**What the exercise asks:**
Return every line of the material below that contains the word "cliff".

**Given data:**
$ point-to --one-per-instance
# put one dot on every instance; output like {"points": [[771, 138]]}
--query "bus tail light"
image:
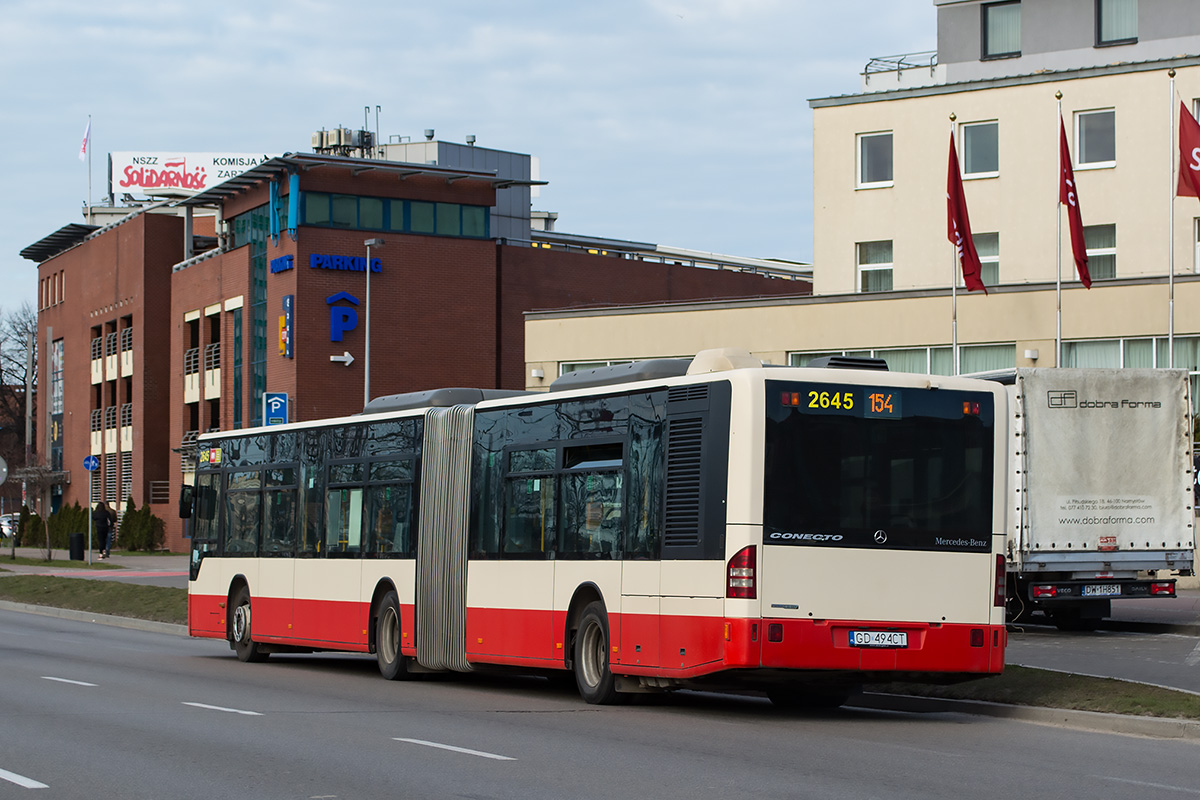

---

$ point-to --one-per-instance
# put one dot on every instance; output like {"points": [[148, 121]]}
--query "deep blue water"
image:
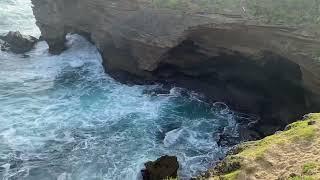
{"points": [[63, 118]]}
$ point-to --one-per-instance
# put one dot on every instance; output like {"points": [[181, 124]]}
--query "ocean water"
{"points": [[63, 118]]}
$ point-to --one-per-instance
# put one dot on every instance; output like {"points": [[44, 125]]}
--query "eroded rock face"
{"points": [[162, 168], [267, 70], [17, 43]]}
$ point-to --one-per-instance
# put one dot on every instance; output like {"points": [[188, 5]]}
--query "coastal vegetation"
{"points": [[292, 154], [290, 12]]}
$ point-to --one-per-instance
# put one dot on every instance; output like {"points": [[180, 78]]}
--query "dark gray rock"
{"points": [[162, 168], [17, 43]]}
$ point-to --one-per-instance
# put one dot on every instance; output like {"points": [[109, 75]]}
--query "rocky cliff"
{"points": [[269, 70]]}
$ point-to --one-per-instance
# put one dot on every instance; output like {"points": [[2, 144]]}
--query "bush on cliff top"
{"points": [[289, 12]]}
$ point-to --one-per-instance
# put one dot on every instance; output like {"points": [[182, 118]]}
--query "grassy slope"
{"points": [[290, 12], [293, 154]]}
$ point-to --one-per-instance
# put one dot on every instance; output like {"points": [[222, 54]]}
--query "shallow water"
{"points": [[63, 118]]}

**Task result:**
--query "rocky cliff"
--query "bush on cliff top"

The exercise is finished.